## Extract provided
◇ ◇ ◇ ◇

How Africa is breaking China’s neo-colonial shackles
If there’s any indication of how Africa is moving up on everyone’s agenda, look no further than the first edition of the Russia-Africa Summit, which saw 43 African heads of state converging last week on Sochi. Beyond the fact that the summit reflects the brisk trade Moscow does with the continent, it also demonstrates the growing confidence of African countries to branch out to partners beyond their former colonial masters and China. And Russia is not alone: Japan, India, and Turkey are all pushing hard to get a slice of the pie.
The scramble for Africa is so fierce that the world’s fastest-growing continent now stands at a unique crossroads: it has the chance to gain control over its own political development. Rather than passively getting caught in the age-old game of great powers, African countries could now leverage this renewed global interest to their strategic advantages.
Jumping into the driver’s seat
The Sochi summit saw the signing of $12.5 billion worth of deals – although most were simply memoranda of understanding that may never come to fruition. Putin predicted trade with Africa will double within the next “four to five years”, and leveraged the summit to expand exports of Russian weapons, nuclear technology, and secure drilling rights for oil resources. But Russia is one of the many countries seeking a greater share of the market.
In late August, Japan rolled out the red carpet for an equally impressive delegation of African heads of state, pledging $20 billion over a three-year period, following the TICAD summit in Yokohama. Previously aid-based, Tokyo’s relationship is now pivoting towards bilateral trade and multilateral economic partnerships. Its purportedly inclusive and sustainable approach focusing on human development and soft power is a much-needed counterweight to aggressive Chinese investments, often criticised as politically motivated, narrow-mindedly bilateral, or culturally insensitive.
Meanwhile, the European Union is fortifying its status quo as Africa’s largest green-field investor through a $46.6 billion investment scheme by the European Investment Bank, coupled with a regional goal of creating 10 million jobs over the next five years, via the Alliance for Africa, as well as a swathe of comprehensive economic partnerships.

◇ ◇ ◇ ◇

## Recorded data

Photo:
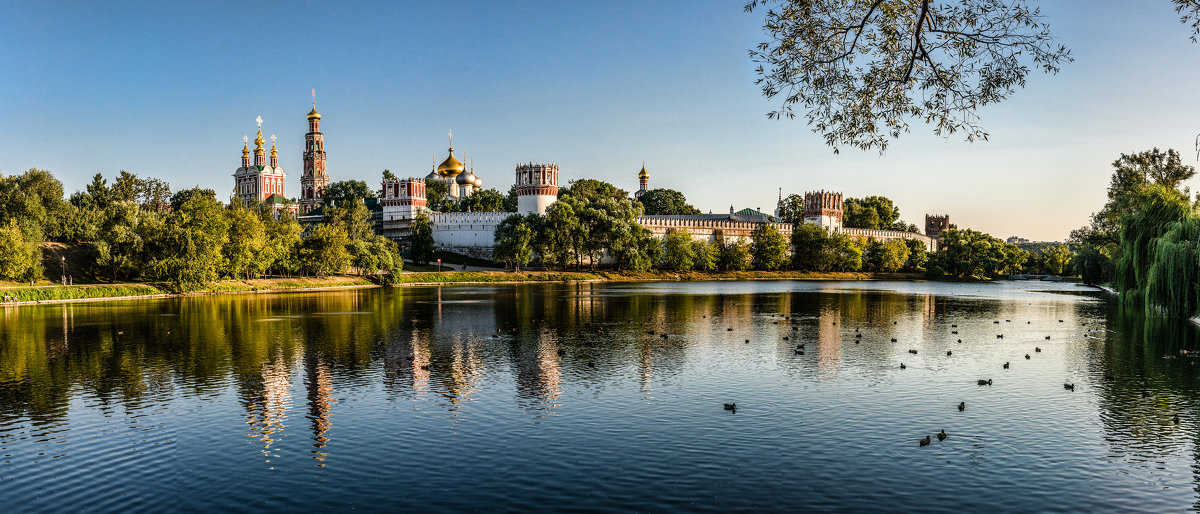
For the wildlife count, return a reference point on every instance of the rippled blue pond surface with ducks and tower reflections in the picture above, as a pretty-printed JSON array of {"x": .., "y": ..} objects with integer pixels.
[{"x": 555, "y": 397}]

◇ ◇ ◇ ◇

## Task directions
Quote the article on Africa and its foreign partners in full, reproducing every word and punctuation mark of the original.

## Answer box
How Africa is breaking China’s neo-colonial shackles
If there’s any indication of how Africa is moving up on everyone’s agenda, look no further than the first edition of the Russia-Africa Summit, which saw 43 African heads of state converging last week on Sochi. Beyond the fact that the summit reflects the brisk trade Moscow does with the continent, it also demonstrates the growing confidence of African countries to branch out to partners beyond their former colonial masters and China. And Russia is not alone: Japan, India, and Turkey are all pushing hard to get a slice of the pie.
The scramble for Africa is so fierce that the world’s fastest-growing continent now stands at a unique crossroads: it has the chance to gain control over its own political development. Rather than passively getting caught in the age-old game of great powers, African countries could now leverage this renewed global interest to their strategic advantages.
Jumping into the driver’s seat
The Sochi summit saw the signing of $12.5 billion worth of deals – although most were simply memoranda of understanding that may never come to fruition. Putin predicted trade with Africa will double within the next “four to five years”, and leveraged the summit to expand exports of Russian weapons, nuclear technology, and secure drilling rights for oil resources. But Russia is one of the many countries seeking a greater share of the market.
In late August, Japan rolled out the red carpet for an equally impressive delegation of African heads of state, pledging $20 billion over a three-year period, following the TICAD summit in Yokohama. Previously aid-based, Tokyo’s relationship is now pivoting towards bilateral trade and multilateral economic partnerships. Its purportedly inclusive and sustainable approach focusing on human development and soft power is a much-needed counterweight to aggressive Chinese investments, often criticised as politically motivated, narrow-mindedly bilateral, or culturally insensitive.
Meanwhile, the European Union is fortifying its status quo as Africa’s largest green-field investor through a $46.6 billion investment scheme by the European Investment Bank, coupled with a regional goal of creating 10 million jobs over the next five years, via the Alliance for Africa, as well as a swathe of comprehensive economic partnerships.